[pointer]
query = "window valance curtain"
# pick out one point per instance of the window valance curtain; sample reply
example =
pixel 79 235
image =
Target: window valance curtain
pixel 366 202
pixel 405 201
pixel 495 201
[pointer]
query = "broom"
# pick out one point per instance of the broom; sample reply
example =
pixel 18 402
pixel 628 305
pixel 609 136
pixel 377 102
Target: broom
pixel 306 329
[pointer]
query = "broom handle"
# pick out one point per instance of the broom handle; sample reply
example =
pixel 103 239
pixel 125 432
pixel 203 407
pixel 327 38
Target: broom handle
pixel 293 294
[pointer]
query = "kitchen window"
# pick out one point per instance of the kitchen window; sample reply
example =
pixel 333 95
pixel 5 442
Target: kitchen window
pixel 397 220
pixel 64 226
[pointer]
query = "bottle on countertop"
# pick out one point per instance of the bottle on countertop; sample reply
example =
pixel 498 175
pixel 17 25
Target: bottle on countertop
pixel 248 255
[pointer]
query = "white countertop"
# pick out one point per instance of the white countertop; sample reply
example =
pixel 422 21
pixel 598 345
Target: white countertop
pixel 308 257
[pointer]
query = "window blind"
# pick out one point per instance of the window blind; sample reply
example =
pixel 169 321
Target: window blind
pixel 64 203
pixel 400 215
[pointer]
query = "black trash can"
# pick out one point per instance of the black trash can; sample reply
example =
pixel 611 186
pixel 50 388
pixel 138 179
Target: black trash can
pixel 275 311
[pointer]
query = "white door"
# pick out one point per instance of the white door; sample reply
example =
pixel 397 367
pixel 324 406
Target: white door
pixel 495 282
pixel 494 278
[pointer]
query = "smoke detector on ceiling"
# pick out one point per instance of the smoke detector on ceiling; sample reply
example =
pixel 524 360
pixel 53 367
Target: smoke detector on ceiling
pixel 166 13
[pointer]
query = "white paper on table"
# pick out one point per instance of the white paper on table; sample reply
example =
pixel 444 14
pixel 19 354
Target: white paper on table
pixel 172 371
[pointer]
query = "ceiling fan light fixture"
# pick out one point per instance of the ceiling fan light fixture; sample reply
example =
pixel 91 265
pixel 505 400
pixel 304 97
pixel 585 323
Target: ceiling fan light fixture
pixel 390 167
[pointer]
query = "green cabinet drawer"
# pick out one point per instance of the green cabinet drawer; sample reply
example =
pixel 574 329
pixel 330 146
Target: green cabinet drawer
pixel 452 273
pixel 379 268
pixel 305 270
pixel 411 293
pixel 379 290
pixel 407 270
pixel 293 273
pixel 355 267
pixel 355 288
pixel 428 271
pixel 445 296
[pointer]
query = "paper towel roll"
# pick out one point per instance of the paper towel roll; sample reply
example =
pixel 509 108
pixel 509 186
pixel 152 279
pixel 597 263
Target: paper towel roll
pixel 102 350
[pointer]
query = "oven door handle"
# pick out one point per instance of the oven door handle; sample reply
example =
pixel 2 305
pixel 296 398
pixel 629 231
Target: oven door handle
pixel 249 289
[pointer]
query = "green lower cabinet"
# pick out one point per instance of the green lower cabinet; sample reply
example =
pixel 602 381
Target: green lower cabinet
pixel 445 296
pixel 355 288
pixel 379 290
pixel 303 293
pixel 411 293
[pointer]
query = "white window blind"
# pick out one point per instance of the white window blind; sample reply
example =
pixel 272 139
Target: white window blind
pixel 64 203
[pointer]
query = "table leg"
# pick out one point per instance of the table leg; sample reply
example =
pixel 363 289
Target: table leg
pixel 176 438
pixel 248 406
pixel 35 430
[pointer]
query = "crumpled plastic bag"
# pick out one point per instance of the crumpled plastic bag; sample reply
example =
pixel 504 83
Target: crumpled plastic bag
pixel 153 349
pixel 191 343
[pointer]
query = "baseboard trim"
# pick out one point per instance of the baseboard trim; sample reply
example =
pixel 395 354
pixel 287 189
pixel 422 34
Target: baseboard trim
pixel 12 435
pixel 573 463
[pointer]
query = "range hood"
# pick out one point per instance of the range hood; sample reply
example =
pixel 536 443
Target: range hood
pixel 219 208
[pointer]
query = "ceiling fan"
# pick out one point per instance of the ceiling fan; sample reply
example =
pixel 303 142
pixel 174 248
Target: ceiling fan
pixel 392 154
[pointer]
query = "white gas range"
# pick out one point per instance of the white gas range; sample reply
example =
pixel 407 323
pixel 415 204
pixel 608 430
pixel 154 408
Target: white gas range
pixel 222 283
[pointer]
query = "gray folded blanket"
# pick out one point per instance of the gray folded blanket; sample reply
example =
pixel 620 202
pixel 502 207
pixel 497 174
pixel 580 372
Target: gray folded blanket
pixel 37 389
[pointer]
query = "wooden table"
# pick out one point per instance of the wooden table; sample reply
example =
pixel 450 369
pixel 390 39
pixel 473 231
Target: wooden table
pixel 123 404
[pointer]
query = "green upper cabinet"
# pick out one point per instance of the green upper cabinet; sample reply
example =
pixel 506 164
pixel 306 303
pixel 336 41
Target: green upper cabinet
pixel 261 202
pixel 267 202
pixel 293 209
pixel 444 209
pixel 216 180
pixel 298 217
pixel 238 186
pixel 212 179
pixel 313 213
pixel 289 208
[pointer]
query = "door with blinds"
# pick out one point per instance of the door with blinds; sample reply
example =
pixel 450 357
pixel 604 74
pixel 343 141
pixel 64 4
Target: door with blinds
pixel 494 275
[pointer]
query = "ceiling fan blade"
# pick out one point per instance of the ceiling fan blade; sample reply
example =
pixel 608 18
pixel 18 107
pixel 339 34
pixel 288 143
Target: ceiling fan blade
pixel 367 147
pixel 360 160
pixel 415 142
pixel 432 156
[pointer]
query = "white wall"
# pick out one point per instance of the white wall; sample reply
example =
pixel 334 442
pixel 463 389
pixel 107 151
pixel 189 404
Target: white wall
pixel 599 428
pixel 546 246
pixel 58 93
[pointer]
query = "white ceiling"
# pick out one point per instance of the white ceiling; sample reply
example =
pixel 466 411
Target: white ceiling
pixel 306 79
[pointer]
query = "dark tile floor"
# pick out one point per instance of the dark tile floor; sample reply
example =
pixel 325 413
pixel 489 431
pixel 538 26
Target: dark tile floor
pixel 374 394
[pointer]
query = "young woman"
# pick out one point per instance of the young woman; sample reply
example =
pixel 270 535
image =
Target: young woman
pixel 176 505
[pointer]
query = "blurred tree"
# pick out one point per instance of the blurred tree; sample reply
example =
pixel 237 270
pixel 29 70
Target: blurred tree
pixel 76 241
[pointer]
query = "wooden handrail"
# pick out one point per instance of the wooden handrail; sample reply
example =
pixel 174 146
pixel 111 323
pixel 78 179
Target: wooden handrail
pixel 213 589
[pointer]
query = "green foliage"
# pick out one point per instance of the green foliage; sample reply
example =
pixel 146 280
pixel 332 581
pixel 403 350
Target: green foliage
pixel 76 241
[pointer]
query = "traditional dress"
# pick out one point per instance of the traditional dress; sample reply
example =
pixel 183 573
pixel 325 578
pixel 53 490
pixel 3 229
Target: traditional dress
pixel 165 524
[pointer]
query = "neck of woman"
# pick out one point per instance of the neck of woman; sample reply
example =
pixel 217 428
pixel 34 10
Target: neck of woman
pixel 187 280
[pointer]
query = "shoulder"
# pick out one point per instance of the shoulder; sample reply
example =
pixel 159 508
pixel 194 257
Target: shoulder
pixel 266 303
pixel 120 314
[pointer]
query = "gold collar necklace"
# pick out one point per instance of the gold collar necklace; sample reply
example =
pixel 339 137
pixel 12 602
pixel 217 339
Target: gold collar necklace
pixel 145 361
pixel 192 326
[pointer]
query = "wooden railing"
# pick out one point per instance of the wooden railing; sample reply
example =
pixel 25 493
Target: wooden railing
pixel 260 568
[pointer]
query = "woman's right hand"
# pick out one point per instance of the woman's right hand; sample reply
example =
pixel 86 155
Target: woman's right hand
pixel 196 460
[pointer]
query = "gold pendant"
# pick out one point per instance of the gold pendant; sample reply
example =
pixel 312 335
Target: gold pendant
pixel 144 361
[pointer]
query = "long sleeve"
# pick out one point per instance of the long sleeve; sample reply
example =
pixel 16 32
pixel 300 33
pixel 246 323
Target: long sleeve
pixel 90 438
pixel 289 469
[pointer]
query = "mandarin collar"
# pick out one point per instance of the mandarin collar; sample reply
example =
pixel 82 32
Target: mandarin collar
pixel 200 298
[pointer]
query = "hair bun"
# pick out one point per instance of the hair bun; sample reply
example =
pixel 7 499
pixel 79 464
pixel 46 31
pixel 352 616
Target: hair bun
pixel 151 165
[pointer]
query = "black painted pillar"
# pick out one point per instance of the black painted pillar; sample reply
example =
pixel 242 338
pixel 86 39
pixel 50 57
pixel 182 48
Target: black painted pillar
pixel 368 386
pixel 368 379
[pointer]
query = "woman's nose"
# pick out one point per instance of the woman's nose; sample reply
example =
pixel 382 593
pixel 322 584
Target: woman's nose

PROBLEM REQUIREMENTS :: From the listing above, copy every line that includes the word "nose".

SOLVED PROBLEM ::
query = "woman's nose"
# pick out one point per instance of the woman's nose; sample reply
Target: woman's nose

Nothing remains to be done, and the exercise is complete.